RECORDS SUPPLIED
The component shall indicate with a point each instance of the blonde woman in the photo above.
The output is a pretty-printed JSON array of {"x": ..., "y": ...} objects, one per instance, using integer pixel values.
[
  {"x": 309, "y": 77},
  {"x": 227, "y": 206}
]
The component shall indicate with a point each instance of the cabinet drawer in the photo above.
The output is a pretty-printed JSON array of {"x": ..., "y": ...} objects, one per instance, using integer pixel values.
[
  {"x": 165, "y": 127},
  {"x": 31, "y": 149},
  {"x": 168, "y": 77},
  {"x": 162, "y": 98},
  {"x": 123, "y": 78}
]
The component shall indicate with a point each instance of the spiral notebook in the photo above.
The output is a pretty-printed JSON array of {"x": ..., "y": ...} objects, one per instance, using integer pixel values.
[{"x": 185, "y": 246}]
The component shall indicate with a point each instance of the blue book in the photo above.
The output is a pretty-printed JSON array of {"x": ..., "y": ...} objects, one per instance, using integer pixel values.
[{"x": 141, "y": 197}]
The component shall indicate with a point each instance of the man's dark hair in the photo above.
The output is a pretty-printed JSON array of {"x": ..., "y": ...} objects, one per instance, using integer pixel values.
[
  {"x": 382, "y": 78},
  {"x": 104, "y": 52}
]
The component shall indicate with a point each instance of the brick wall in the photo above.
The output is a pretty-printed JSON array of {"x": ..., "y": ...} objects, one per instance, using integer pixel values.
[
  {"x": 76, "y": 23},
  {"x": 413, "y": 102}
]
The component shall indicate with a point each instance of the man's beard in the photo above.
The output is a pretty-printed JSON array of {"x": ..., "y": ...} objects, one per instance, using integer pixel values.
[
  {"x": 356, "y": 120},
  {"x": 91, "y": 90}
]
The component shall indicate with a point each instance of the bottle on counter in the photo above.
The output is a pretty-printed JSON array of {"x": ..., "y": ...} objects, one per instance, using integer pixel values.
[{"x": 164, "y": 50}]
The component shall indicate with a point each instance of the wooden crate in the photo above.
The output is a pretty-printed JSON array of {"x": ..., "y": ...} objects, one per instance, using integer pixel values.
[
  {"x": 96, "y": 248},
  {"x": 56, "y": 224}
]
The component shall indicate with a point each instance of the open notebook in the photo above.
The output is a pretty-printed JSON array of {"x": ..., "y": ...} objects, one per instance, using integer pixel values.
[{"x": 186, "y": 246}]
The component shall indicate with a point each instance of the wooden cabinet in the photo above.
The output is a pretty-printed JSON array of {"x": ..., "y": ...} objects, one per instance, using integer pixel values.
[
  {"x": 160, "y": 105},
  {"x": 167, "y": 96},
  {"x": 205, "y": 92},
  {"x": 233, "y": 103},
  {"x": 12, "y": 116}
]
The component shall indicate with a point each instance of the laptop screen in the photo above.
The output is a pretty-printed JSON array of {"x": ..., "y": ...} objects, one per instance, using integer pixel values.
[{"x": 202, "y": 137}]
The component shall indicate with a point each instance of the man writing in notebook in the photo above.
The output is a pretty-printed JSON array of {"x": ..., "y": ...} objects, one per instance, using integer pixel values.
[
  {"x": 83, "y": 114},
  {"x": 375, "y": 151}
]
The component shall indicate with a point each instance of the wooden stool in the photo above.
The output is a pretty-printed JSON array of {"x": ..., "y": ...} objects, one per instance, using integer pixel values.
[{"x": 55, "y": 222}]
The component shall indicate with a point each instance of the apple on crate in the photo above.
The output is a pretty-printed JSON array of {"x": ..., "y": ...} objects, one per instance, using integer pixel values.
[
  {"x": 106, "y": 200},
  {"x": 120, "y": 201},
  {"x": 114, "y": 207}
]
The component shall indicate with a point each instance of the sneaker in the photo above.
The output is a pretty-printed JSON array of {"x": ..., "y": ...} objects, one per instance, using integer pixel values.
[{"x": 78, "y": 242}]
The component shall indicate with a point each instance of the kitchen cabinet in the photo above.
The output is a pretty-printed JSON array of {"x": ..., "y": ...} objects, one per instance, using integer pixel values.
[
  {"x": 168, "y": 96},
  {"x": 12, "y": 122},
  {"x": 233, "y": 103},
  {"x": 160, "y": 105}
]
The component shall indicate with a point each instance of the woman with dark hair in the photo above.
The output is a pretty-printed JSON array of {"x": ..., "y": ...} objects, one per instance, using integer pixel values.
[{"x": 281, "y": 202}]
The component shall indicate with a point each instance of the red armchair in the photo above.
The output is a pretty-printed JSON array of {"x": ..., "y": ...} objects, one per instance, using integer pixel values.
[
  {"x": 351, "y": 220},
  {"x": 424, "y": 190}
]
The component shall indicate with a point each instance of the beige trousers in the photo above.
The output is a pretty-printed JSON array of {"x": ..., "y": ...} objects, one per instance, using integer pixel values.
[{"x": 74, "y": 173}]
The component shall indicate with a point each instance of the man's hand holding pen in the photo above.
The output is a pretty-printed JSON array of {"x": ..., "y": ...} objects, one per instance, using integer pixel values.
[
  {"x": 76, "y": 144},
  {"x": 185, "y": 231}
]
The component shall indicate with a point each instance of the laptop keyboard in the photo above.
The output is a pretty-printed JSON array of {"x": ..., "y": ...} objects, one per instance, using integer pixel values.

ASSIGNED TASK
Each line from the top of the data, up to and including the line that contains "blue book in the photo above.", should be set down exactly.

RESPONSE FOR THIS EXERCISE
The component shall indicate with a point each instance of the blonde woman in the photo above.
The output is a pretty-printed JSON array of {"x": ..., "y": ...} objects, one per instance, using integer pixel values.
[
  {"x": 309, "y": 77},
  {"x": 227, "y": 206}
]
The component shall indicate with a point each instance of the cabinet drawer in the photo above.
The output is a pretty-printed JSON array of {"x": ..., "y": ...} objects, one per instance, using integer pixel values.
[
  {"x": 165, "y": 127},
  {"x": 31, "y": 149},
  {"x": 168, "y": 77},
  {"x": 162, "y": 98},
  {"x": 123, "y": 78}
]
The component shall indicate with a point each instance of the spiral notebook in the photo above.
The output is a pretty-printed JSON array of {"x": ..., "y": ...} objects, one per instance, using integer pixel values.
[{"x": 185, "y": 246}]
The component shall indicate with a point each instance of the blue book in the photo above.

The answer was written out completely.